Exercise instructions: Put every line of the rows below into a numbered list, leaving out any blank lines.

Excerpts from a pointing dataset
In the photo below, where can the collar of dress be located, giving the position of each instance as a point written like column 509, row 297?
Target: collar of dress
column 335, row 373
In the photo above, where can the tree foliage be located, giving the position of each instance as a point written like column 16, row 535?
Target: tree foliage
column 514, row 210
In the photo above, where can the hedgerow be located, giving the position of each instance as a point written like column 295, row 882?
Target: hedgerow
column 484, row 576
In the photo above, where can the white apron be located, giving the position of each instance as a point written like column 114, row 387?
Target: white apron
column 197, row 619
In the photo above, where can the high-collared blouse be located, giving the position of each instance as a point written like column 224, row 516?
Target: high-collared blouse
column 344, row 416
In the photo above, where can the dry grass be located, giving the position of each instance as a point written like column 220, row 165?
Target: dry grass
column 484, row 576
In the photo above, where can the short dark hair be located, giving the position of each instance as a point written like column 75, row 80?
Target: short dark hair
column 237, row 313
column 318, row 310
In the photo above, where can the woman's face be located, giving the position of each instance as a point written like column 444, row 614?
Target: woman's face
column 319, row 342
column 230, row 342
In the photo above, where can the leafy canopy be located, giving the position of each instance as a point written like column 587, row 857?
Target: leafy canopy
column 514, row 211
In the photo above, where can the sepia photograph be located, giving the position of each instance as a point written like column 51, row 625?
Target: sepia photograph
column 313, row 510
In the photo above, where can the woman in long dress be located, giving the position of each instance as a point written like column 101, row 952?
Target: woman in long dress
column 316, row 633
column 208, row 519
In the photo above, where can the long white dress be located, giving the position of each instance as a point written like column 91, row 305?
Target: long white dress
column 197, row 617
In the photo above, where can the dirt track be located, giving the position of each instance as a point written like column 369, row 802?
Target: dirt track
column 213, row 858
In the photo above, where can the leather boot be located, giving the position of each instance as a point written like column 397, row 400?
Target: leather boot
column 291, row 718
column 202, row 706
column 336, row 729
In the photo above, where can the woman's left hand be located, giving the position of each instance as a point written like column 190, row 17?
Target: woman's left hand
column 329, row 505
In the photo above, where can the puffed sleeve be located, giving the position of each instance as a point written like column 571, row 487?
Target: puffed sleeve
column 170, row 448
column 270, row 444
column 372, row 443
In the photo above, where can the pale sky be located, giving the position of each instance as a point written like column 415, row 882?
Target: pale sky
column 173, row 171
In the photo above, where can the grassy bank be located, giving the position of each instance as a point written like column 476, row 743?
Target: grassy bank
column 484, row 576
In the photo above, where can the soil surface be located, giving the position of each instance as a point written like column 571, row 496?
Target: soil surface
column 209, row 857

Result:
1. In the photo below, where can the collar of dress be located, giving the position of each instance as a point written like column 509, row 297?
2. Target: collar of dress
3. column 335, row 373
4. In the photo above, where can the tree foliage be located, giving the position of each instance as a point written like column 16, row 535?
5. Target: tree foliage
6. column 514, row 210
7. In the photo above, where can the hedgerow be located, giving the position of each instance as a point written like column 295, row 882?
8. Target: hedgerow
9. column 484, row 576
10. In the photo above, where can the white apron be located, giving the position of each instance as a point written like column 114, row 387?
11. Target: white apron
12. column 197, row 619
13. In the photo above, where can the high-collared blouse be located, giving the position of each instance as a point written like column 224, row 516?
14. Target: high-collared blouse
15. column 344, row 416
16. In the photo above, where can the dry grass be located, giving the position of each instance as a point written like column 220, row 165?
17. Target: dry grass
18. column 484, row 576
19. In the photo above, where can the short dark hair be located, giving the position of each instance as a point written like column 75, row 80?
20. Target: short dark hair
21. column 237, row 313
22. column 318, row 310
23. In the photo above, where can the woman's face be located, giving the position of each instance as a point written like column 444, row 614?
24. Target: woman's face
25. column 319, row 342
26. column 230, row 342
27. In the photo above, where can the leafy canopy be located, giving the position of each instance as a point written like column 587, row 857?
28. Target: leafy canopy
29. column 514, row 211
30. In the photo above, where can the sepia photograph be located, giving the position of each instance as a point written like column 51, row 625?
31. Target: sepia photograph
32. column 313, row 510
33. In the photo above, where can the woman in long dress be located, giving the position of each instance as a point written like column 101, row 952?
34. Target: woman in long dress
35. column 316, row 633
36. column 208, row 519
37. In the photo above, where can the long white dress be located, giving the position of each instance as a point written like column 91, row 305?
38. Target: long white dress
39. column 197, row 617
40. In the photo above, where can the dirt track be located, giving the position of each instance as a point written like column 369, row 802?
41. Target: dirt track
42. column 213, row 858
43. In the photo above, where can the leather boot be located, giving the position of each instance as a point written like column 397, row 400?
44. Target: leather boot
45. column 291, row 718
46. column 202, row 706
47. column 336, row 729
48. In the photo above, where can the woman's left hand be located, giving the position of each instance as a point written like column 190, row 17?
49. Target: woman's left hand
50. column 329, row 505
51. In the photo above, where can the puffed sleeve be located, giving the position of each instance as a point written like column 571, row 487?
52. Target: puffed sleeve
53. column 170, row 448
54. column 270, row 444
55. column 372, row 443
56. In the photo above, where can the pale sky be located, giving the position of each instance as a point written like column 415, row 882?
57. Target: pale sky
58. column 173, row 171
59. In the photo above, where can the grassy bank be located, giving the position of each instance as a point written like column 476, row 743?
60. Target: grassy bank
61. column 484, row 576
62. In the photo above, where can the soil surface be located, giving the position of each instance as a point written like column 571, row 496?
63. Target: soil surface
64. column 209, row 857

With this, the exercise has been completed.